WHAT NEEDS TO BE DONE:
A single number is required: the count of lines in the entries below that include the word "light".

MATERIAL PROVIDED:
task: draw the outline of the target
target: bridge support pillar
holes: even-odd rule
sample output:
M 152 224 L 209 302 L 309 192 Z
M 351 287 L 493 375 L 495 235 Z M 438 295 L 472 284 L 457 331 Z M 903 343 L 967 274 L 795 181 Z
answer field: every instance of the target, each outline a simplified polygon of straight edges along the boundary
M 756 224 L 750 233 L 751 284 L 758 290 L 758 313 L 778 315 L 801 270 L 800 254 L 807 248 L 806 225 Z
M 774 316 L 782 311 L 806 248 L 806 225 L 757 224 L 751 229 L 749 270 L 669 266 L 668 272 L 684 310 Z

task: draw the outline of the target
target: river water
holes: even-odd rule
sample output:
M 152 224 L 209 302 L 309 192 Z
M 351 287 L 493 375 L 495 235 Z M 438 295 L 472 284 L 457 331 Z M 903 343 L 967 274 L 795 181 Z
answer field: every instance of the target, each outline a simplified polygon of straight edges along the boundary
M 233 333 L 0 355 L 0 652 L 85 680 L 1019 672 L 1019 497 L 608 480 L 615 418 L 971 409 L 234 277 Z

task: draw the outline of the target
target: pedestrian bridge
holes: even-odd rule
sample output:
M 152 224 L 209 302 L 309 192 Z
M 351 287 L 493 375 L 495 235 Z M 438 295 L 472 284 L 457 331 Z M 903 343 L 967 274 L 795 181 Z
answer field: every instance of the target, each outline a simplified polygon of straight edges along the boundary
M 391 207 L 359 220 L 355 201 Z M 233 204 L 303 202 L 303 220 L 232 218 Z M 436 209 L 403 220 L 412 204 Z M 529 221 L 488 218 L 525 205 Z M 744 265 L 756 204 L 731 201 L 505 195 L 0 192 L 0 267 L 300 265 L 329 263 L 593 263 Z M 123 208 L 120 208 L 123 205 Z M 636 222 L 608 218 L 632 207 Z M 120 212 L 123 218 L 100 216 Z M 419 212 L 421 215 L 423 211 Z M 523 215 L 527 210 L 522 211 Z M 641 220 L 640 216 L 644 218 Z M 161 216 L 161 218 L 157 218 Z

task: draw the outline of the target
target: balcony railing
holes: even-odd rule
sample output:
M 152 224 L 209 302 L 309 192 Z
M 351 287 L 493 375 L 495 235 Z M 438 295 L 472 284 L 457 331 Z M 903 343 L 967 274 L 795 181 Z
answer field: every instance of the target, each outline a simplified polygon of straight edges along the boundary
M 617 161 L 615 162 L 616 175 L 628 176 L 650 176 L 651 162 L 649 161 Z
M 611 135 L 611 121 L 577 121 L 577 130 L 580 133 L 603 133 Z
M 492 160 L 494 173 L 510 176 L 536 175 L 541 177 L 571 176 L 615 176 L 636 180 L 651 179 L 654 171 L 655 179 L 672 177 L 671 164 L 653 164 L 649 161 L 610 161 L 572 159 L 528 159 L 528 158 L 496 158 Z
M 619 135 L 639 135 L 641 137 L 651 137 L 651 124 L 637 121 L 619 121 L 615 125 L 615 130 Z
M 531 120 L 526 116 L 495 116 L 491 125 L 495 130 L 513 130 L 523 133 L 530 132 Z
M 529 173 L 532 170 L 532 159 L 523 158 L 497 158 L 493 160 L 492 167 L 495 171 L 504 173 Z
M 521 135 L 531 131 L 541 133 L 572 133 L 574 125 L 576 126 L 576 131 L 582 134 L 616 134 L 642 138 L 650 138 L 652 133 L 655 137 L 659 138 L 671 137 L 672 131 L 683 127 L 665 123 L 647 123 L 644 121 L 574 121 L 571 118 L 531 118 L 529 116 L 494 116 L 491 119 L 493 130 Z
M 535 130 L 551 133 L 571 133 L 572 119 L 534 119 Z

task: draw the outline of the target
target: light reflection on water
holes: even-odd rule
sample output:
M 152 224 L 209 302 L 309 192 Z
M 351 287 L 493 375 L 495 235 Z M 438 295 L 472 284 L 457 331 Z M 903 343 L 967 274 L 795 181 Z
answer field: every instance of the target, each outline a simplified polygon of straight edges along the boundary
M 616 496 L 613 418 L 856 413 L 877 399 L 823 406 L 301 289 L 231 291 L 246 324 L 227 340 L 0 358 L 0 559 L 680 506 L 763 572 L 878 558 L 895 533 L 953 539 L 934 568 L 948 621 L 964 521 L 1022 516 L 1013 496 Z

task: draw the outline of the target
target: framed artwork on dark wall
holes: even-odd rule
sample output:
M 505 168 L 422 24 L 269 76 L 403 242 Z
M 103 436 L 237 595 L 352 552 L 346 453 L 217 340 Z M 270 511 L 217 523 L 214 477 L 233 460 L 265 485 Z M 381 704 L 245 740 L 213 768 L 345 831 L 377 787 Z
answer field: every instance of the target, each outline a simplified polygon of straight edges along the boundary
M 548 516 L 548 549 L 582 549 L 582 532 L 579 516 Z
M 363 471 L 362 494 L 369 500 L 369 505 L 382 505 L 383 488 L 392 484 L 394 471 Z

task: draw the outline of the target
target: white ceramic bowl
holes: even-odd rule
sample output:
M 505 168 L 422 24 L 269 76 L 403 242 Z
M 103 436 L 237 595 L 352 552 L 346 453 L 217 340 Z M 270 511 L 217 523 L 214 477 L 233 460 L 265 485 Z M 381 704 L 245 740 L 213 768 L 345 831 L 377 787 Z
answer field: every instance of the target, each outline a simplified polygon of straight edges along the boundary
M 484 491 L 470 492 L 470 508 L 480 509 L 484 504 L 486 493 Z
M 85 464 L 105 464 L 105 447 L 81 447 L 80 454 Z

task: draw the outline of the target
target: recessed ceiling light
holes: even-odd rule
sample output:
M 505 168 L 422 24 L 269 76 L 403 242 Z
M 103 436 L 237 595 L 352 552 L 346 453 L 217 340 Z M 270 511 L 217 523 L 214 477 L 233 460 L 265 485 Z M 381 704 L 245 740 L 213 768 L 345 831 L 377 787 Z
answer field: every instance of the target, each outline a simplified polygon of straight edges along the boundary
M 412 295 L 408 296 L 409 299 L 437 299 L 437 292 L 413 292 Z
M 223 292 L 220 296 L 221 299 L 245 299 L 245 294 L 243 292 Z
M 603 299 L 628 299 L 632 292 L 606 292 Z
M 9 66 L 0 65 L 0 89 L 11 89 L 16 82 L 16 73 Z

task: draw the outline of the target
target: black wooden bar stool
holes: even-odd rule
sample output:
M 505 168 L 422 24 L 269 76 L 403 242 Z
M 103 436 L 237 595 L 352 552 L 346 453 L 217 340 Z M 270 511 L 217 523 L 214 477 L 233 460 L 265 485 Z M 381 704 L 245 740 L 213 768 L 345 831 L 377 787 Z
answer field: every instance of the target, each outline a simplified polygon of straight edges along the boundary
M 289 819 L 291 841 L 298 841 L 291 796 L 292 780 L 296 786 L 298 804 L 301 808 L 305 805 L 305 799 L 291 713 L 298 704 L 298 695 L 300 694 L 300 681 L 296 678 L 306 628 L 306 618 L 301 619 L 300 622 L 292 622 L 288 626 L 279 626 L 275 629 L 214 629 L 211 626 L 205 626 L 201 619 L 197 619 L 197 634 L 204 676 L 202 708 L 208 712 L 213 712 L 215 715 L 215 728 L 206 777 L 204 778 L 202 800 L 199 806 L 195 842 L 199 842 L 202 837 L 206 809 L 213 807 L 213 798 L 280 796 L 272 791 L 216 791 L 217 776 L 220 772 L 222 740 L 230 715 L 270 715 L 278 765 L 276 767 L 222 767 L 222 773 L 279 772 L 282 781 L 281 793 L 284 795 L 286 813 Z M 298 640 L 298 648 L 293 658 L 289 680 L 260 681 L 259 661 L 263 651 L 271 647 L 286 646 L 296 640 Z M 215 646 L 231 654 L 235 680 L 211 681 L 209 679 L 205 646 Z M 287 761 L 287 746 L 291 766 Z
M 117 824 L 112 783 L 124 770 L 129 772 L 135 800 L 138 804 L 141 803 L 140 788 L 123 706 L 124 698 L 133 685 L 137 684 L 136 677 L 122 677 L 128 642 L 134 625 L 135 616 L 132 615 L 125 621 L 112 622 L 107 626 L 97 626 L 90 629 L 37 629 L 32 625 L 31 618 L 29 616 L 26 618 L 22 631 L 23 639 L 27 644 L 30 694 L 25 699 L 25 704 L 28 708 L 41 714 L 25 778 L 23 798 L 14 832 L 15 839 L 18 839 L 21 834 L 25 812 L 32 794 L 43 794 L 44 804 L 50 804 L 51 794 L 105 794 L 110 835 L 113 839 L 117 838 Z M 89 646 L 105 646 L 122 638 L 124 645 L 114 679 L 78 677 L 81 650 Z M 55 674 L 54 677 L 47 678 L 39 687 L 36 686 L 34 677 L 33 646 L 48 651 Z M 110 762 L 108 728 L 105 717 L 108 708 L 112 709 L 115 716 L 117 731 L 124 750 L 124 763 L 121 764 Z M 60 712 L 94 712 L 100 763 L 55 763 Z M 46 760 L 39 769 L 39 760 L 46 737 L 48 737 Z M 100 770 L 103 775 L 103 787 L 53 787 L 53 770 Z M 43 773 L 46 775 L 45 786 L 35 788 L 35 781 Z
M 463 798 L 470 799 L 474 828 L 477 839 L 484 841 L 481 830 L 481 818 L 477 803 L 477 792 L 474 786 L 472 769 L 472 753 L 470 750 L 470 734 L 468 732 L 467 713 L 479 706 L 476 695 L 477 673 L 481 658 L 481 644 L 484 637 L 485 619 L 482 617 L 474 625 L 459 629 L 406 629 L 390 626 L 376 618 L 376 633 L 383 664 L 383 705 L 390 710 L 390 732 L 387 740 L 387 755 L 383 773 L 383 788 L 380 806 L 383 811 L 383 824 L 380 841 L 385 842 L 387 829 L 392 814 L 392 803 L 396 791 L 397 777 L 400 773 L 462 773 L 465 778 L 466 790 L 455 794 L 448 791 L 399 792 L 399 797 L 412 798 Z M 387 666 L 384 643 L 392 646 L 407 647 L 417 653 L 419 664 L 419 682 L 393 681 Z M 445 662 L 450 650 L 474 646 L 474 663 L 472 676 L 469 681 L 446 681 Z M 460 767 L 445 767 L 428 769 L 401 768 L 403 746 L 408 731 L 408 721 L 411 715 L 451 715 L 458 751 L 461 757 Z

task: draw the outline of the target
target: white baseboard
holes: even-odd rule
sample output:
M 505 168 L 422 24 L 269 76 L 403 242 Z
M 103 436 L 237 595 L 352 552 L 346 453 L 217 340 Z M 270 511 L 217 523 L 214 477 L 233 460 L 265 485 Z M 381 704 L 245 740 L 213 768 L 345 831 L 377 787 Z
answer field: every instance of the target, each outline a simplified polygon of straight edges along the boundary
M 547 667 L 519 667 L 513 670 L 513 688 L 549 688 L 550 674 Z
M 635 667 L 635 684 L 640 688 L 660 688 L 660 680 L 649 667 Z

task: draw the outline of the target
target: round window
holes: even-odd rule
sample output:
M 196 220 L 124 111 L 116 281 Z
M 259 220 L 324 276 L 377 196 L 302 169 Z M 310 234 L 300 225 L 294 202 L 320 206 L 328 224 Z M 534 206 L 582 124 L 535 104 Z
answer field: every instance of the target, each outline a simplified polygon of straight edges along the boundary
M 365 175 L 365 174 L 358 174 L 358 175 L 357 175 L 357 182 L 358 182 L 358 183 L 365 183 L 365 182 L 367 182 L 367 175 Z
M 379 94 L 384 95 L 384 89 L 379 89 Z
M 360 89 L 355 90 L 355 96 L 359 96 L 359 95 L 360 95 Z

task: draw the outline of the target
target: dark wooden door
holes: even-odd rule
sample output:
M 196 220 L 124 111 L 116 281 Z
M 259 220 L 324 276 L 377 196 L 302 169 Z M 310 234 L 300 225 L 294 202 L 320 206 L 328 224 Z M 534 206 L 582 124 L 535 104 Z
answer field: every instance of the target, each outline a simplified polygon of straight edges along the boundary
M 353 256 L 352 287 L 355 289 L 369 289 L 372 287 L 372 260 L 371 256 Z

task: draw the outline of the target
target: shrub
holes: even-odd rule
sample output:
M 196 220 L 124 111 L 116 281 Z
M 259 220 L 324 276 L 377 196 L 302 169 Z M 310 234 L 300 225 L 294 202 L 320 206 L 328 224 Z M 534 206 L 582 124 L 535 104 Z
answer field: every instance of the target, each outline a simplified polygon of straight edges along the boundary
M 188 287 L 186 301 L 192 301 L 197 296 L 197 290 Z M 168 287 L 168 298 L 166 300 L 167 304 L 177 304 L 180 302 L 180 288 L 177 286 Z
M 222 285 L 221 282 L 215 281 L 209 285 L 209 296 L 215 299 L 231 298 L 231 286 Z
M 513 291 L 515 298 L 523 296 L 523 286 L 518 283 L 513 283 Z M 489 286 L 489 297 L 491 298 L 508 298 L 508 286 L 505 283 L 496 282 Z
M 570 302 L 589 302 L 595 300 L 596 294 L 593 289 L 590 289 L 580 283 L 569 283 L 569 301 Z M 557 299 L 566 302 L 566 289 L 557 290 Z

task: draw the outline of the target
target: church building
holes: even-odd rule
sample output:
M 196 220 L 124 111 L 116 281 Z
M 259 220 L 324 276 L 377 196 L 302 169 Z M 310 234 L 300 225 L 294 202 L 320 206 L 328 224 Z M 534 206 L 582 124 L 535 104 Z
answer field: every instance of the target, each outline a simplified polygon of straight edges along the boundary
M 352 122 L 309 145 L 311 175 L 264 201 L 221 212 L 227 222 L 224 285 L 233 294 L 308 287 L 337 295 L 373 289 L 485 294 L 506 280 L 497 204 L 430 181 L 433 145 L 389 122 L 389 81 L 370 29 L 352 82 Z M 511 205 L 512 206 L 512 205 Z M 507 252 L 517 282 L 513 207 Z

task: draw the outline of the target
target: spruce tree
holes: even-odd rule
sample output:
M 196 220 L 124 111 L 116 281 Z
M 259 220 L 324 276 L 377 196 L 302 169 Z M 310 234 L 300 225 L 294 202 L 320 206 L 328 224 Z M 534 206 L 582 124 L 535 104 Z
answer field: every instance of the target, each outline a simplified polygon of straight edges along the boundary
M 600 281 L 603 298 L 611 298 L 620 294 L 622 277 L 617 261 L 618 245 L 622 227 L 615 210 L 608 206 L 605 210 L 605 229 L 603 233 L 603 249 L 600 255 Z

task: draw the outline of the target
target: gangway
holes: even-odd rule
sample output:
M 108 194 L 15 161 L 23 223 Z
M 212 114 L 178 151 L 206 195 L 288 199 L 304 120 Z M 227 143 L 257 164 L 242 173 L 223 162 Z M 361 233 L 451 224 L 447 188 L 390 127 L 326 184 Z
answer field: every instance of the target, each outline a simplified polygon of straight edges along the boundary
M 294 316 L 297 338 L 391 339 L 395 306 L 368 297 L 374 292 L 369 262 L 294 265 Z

TASK SOLUTION:
2